## [SEITENAUSZUG]
Heimspiel für Benjamin Kruithof

Der luxemburgische Cellist Benjamin Kruithof gehört zu den vielversprechendsten Künstlern seiner Generation. Sein Spiel zeugt von einer unwahrscheinlichen Musikalität und einer interpretatorischen Reife, die in diesem Alter eher selten ist, sodass ihm jetzt schon eine große internationale Karriere vorausgesagt werden kann. Und nicht umsonst wurde Kruithof in dieser Spielzeit zum ECHO Rising Star gekürt, um jetzt in den besten Konzerthäusern Europas auftreten zu können. Dies ist eine besondere Chance, aber auch eine besondere Herausforderung für einen jungen Musiker. Am vergangenen Dienstag führte ihn seine Rising-Star-Tournee in die Philharmonie Luxemburg, wo er mit seinem Partner Marco Sanna, dem Pianisten des Trio Oleon, ein Programm mit Werken von Beethoven, Sally Beamish und Sergei Rachmaninow vorbereitet hatte.

## [AUFGABE 1]
Erläutern Sie anhand des Textauszugs über Benjamin Kruithof in ein bis drei Sätzen, weshalb ihm bereits jetzt eine große internationale Karriere vorausgesagt werden kann.
## [AUFGABE 2]
Schreiben Sie den Textauszug über Benjamin Kruithof im Anschluss an dessen letzten Satz weiter.

## [BEREITGESTELLTE ANGABEN]
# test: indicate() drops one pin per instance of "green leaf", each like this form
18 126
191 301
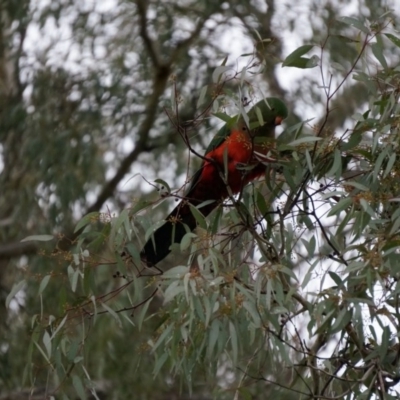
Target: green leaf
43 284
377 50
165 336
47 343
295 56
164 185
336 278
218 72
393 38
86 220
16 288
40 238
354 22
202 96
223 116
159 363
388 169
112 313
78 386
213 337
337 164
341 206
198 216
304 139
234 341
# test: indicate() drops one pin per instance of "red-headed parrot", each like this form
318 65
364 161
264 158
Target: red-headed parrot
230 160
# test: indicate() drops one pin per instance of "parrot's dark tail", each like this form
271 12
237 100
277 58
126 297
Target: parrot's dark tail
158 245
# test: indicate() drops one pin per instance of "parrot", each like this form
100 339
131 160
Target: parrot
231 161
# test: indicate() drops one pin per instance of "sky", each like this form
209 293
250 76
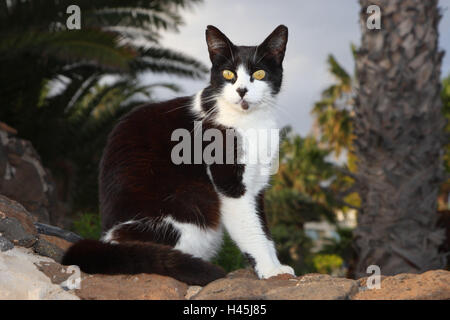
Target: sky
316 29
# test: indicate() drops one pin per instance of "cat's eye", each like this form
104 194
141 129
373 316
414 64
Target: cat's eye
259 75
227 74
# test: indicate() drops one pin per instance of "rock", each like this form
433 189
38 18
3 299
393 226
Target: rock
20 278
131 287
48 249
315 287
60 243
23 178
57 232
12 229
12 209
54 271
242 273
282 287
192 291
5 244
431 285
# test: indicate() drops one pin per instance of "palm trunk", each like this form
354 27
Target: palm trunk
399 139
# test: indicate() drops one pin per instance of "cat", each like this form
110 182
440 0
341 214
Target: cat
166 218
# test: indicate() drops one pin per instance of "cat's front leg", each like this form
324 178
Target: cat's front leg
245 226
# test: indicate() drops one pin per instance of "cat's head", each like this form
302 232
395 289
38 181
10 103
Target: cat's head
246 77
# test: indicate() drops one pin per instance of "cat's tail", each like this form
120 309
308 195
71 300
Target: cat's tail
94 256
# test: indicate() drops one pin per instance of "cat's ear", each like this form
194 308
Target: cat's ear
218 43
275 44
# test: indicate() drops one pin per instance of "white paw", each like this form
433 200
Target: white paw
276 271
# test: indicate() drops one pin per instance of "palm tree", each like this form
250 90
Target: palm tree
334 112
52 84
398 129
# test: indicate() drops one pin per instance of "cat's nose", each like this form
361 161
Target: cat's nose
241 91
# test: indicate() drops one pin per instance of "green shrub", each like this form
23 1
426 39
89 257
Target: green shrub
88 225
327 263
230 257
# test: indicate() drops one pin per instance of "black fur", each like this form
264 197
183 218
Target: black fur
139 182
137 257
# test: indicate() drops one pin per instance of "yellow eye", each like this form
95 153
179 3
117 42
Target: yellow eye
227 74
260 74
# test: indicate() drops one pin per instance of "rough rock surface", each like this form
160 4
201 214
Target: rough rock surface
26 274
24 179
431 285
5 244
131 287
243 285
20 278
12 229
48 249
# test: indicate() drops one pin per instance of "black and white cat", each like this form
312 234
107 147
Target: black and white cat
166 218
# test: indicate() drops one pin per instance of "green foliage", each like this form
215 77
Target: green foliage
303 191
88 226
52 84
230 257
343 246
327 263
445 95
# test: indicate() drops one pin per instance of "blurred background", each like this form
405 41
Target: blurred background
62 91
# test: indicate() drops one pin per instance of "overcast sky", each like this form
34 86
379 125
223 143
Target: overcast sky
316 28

## [ERWARTETE ANTWORT 1]
Sein Spiel zeugt von einer unwahrscheinlichen Musikalität und einer interpretatorischen Reife, die in seinem Alter eher selten ist. Deshalb lässt sich ihm schon jetzt eine große internationale Karriere voraussagen.

## [ERWARTETE ANTWORT 2]
Was enttäuschte …

Die einzige Enttäuschung dieses musikalisch großartigen Abends war das für Benjamin Kruithof komponierte Werk „Reverie for cello and piano“ von Sally Beamish. In den 13 Minuten Aufführungsdauer gab es zwar einen interessanten Anfang, danach spulte das Werk zwischen pianissimo am Anfang, fortissimo in der Mitte und pianissimo am Schluss vorhersehbar dahin, ohne auf mich wirklich fesselnd zu wirken. „Reverie“ mag vielleicht interessant für die beiden Musiker sein, Beamishs Musik bleibt, wie so viele zeitgenössische Werke, aber ohne wirklichen Charakter. Ausgehend von einem Fragment einer luxemburgischen Volksmelodie beschreibt es die innere Ruhe, die der Cellist in seinem Heimatland Luxemburg findet, wenn er durch die Natur mit ihren Seen, Flüssen und ihren grünen Hügeln wandert.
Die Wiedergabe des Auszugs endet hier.